§ **Extrait du texte**:
La nature ne produit que ce qu'il lui a ordonné de produire ; elle exécute ses desseins primitifs; c'est le grand ouvrier ; elle agit par ses propres forces ; elle fait tout avec science, sans avoir rien appris ; c'est, à proprement parler, l'acte des premiers desseins ; elle agit sans efforts ; elle ne laisse aucun vide dans l'enchantement de ses productions ; elle travaille sourdement, mais constamment ; elle suit toujours dans toutes ses opérations le plan le plus sûr ; elle ne fait rien sans but déterminé ; elle n emploie rien de superflu. Elle fournit à tous les êtres tout ce qui leur est nécessaire ; elle est soumise à l'habitude, ne changeant jamais ses formes ; les éléments sont et ses instruments et les matériaux qu'elle emploie constamment pour la régénération de tous les corps.
Les substances naturelles sont tous les corps observables sur la surface de la Terre. Modelés sur les dessins primitifs du créateur, ils forment trois règnes, dont les limites semblent se confondre dans les Zoophytes :
1. les minéraux, qui sont des agrégations sans vie et sans sentiment ;
2. les végétaux, qui sont des corps organisés, vivants, mais sans sentiment ;
3. les animaux, qui sont des corps organisés, vivants, sentant et pouvant se mouvoir spontanément.
La nature ne produit pas ses ouvrages sur un seul plan : mais elle se plaît à varier ses dessins ; quoique ses forces soient uniformes, elle les dirige avec tant d'art qu'elle renouvelle ses formes sans diminuer la variété de ses représentations.
Les règnes de la nature qui constituent notre planète sont donc au nombre de trois : le minéral informe occupe l'inférieur, il est principalement formé par les sels dans le sein de la terre ; ses mélanges paraissent faits au hasard, quoique soumis aux lois d'affinité.
Le règne végétal verdoyant semble vêtir la terre ; il pompe par des radicules aspirantes les molécules terrestres, huileuses et salines ; il pompe par ses feuilles des éléments plus subtils qui nagent dans l'air ; par une admirable fécondation, le végétal subit une métamorphose ; son module se concentre dans la semence, que plusieurs causes dispersent, suivant les stations les plus avantageuses.

§ **Consigne**:
Recopiez, dans l'extrait sur les règnes de la nature, le passage qui commence par les mots « Les substances naturelles » et se termine par « se mouvoir spontanément. ». Les enregistrements proviennent d'une autre source.

§ **Données extraites**:

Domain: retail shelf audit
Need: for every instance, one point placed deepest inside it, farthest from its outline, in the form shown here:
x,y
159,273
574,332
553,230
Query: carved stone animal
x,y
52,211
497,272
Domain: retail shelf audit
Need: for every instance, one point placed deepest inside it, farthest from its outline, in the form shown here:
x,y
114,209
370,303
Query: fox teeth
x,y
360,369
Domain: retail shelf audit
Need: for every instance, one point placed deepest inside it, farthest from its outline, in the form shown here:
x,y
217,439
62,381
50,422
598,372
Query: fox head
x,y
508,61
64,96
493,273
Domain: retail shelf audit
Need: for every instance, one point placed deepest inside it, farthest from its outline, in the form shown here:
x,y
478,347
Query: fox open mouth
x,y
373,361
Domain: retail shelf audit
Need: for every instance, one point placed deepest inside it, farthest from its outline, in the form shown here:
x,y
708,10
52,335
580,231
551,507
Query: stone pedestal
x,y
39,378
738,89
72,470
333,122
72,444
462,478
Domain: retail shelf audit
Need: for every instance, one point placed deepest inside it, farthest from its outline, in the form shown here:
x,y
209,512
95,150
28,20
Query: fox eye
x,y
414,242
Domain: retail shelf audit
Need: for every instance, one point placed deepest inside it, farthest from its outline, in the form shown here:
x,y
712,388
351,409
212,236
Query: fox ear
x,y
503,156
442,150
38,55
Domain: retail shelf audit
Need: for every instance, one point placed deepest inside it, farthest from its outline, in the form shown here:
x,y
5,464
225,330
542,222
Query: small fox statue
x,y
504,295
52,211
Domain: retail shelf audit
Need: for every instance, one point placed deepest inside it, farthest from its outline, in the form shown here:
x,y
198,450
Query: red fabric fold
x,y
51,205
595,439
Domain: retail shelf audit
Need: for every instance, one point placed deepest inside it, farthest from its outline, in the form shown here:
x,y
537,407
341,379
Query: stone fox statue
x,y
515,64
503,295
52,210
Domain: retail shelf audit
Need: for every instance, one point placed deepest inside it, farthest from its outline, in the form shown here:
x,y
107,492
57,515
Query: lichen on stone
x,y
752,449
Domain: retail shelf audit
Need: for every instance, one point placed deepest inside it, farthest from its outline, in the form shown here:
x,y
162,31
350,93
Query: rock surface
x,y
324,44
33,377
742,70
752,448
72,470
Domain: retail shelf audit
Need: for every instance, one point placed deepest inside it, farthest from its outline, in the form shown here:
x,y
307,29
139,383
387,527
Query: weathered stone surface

§ **Réponse attendue**:
Les substances naturelles sont tous les corps observables sur la surface de la Terre. Modelés sur les dessins primitifs du créateur, ils forment trois règnes, dont les limites semblent se confondre dans les Zoophytes :
1. les minéraux, qui sont des agrégations sans vie et sans sentiment ;
2. les végétaux, qui sont des corps organisés, vivants, mais sans sentiment ;
3. les animaux, qui sont des corps organisés, vivants, sentant et pouvant se mouvoir spontanément.